------ Record extracts

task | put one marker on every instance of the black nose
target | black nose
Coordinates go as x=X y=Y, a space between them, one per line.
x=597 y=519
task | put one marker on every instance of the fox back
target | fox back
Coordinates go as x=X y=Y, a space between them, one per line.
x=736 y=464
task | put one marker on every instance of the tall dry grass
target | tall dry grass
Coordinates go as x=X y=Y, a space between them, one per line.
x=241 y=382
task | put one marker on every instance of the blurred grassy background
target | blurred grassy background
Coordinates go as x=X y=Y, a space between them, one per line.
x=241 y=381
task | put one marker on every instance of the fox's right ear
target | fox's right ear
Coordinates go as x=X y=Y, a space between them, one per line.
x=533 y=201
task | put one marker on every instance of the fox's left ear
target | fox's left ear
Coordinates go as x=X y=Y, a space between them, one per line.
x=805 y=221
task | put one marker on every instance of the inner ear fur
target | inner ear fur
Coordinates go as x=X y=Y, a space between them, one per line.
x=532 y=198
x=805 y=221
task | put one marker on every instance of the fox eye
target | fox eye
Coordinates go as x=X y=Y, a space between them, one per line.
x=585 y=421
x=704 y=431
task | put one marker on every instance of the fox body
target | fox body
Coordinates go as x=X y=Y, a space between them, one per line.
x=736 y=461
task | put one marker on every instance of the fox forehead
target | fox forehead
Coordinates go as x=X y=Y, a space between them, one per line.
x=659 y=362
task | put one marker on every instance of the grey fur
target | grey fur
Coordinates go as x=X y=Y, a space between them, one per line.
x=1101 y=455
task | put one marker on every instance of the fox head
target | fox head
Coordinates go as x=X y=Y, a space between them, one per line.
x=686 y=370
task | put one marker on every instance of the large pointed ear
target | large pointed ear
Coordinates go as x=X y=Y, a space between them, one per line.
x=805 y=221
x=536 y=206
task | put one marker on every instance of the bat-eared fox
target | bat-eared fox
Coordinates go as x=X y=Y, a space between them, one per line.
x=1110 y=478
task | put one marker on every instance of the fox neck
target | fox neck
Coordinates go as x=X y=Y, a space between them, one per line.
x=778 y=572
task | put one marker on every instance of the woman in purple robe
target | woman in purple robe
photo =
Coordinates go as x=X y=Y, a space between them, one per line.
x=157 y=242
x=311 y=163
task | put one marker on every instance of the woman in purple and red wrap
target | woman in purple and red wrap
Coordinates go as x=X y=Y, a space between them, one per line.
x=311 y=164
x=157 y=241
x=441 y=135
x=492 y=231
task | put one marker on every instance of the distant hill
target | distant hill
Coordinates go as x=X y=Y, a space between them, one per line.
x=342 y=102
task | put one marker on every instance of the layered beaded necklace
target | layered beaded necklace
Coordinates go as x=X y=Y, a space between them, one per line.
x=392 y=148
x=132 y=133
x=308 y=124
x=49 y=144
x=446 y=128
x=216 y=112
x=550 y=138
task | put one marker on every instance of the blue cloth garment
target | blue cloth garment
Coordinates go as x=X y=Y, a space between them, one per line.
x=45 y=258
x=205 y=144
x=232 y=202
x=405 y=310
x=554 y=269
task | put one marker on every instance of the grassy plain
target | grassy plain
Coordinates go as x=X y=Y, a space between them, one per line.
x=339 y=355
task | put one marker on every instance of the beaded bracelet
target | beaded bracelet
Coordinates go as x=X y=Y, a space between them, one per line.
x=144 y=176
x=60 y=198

------------
------ Record extracts

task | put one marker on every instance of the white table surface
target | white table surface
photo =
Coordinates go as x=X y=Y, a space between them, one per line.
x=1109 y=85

------------

» **Exercise aim**:
Lay out the rows above as a JSON list of strings, one string per line, starting at the line that contains "task | put one marker on every instance of the bat-eared" and ending at the line that contains "x=342 y=102", with both of those lines included and blank lines left out.

» **Reply to the exercise**:
[
  "task | put one marker on every instance of the bat-eared fox",
  "target | bat-eared fox",
  "Coordinates go as x=X y=Y, a space between them, one per line.",
  "x=1110 y=478",
  "task | put one marker on every instance of the fox neck",
  "target | fox neck",
  "Coordinates go as x=X y=Y, a space between them, one per line.",
  "x=778 y=572",
  "task | put one marker on every instance of the woman in purple robe",
  "target | woman in purple robe",
  "photo =",
  "Coordinates go as x=X y=Y, a space between them, one per line.",
  "x=157 y=242",
  "x=311 y=163",
  "task | put one marker on every instance of the woman in purple and red wrap",
  "target | woman in purple and red wrap",
  "Coordinates go as x=X y=Y, a space between them, one per line.",
  "x=311 y=164",
  "x=157 y=241",
  "x=441 y=135",
  "x=492 y=231",
  "task | put one marker on every instance of the distant hill",
  "target | distant hill",
  "Coordinates go as x=X y=Y, a space between them, one per line.",
  "x=342 y=102"
]